#### [EXERCISE DATA]
▬▬▬

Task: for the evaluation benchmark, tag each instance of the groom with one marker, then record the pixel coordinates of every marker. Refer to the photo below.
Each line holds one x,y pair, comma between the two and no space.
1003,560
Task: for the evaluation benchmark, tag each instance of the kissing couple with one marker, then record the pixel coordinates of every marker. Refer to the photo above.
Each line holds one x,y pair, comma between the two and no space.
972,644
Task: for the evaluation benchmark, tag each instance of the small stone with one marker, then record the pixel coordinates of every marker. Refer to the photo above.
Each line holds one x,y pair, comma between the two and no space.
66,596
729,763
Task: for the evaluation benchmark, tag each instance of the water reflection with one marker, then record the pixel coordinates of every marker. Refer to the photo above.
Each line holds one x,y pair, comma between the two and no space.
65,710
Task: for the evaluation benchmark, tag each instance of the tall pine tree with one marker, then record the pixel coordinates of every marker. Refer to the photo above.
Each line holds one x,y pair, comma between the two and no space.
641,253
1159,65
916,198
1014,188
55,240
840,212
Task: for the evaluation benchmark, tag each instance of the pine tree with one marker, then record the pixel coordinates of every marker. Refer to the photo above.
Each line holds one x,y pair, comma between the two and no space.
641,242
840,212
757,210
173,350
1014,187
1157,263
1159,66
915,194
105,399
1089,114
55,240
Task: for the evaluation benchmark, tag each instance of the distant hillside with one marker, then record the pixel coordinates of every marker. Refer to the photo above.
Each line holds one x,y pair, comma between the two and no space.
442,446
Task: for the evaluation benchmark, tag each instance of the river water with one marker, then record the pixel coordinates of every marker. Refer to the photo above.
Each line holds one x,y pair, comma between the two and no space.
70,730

▬▬▬

#### [STATED GOAL]
Write out every entry verbatim.

#### [RESULT]
Task: for the evaluation benchmark, tag each instance of the groom with one marker, then record the pixel coordinates of every marker. Refer to the photo below.
Each line holds one x,y pair, comma between the two and no space.
1003,560
Task: for the evaluation benchmark, tag each instance of the kissing couple with one marker, then record the pixel coordinates of every marker. Refer to the photo above.
Each line holds one x,y pair, comma between the two and no space.
972,644
Task: for the evaluation benchmark, tag each instance of the small stone with one marker, then record the pixel coordinates of every marker. Refer to the photo above.
Each line holds one x,y pair, comma between the two and no space.
66,596
729,763
Task: for the evaluation benchmark, tag each instance of the water reflection with one marker, then record the pixel coordinates of every marker. Refer to the photo above.
Each line holds one x,y pair, comma between the two and no space.
65,710
Task: for the evaluation benchmark, tag each instance of the tall pine tree with one marker, then record the pixel coordinates of every marker. Refer to the photo above.
Each line holds one x,y pair, comma between the two and no space.
641,253
1159,65
916,198
1014,188
55,240
840,212
Task: for the evaluation benchmark, tag each instance of the pine tree with one marker, then record the pixel coordinates of every marker. Refer to the photo above.
Each line holds one x,y pair, comma between the two and no space.
641,242
840,212
757,210
173,350
1014,187
1157,263
1159,66
915,194
105,399
1089,114
55,240
Task: for the evaluation benchmark, tag each instance of the distant hillside with one marker, then record the pixel coordinates of every marker. Refer to the photo above.
Each line holds one x,y pair, comma between the two and no space.
442,446
Task: for the evaluation benchmark, tag each instance of the river water with one marker, then record the pixel coordinates of every marker. Refer to the photo above.
Each line holds one x,y pair, comma between the two and no space.
70,730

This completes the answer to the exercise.